[Dataset entries]
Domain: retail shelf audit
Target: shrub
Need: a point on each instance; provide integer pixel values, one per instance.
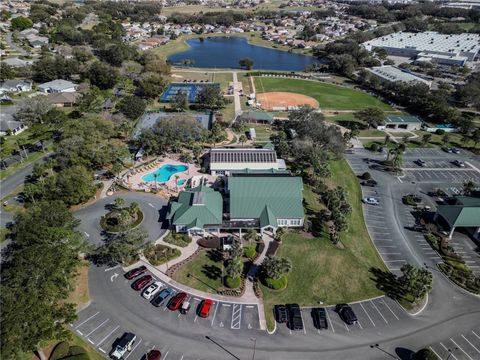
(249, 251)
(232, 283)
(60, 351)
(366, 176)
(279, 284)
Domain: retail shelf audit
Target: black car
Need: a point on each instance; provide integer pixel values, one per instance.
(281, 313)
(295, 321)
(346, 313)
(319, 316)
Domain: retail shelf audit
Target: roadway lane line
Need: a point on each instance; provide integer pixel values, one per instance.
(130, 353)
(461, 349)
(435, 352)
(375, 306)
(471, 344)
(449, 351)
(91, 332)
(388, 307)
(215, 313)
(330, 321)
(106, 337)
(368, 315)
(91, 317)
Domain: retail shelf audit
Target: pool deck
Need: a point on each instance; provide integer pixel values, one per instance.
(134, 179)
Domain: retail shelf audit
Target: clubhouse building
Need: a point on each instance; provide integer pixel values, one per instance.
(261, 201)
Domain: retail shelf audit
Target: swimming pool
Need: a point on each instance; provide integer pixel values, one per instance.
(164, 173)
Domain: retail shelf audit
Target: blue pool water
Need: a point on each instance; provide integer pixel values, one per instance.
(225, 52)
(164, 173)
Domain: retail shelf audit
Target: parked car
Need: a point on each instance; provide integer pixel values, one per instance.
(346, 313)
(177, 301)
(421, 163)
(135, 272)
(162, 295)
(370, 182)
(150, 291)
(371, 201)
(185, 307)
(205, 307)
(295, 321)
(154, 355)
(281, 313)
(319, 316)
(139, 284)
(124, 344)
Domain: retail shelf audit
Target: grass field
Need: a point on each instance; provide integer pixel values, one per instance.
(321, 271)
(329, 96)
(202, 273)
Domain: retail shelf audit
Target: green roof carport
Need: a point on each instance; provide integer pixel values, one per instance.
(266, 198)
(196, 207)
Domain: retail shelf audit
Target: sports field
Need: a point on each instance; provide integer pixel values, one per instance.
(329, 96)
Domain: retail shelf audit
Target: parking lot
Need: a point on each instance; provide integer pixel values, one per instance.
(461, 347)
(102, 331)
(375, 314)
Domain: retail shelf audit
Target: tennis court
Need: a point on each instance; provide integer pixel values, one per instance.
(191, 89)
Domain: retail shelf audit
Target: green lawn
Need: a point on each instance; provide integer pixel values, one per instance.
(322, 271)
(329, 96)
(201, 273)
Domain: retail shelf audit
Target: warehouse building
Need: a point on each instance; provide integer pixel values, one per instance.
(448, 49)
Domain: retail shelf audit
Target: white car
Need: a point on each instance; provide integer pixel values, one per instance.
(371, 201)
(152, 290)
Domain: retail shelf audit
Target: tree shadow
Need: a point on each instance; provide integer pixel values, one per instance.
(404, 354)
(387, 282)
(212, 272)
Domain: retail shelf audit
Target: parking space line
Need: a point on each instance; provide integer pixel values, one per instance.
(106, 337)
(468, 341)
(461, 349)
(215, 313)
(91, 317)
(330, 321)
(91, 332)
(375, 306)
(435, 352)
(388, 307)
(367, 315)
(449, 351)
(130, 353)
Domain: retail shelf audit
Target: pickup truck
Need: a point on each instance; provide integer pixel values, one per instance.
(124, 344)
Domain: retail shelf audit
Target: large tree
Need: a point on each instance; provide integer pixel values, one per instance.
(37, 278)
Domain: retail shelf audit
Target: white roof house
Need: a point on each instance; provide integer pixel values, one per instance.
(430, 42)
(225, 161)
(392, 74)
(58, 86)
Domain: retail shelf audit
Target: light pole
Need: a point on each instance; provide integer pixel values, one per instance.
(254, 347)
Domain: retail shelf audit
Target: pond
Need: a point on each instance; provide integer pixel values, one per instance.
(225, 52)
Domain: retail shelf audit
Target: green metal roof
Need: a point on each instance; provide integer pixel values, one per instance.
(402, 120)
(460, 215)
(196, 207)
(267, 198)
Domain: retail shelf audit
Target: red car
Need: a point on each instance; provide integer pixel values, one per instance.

= Task directions =
Report how many of the lines above contain the string "field", with case counting. Give only the number.

= Complete answer =
2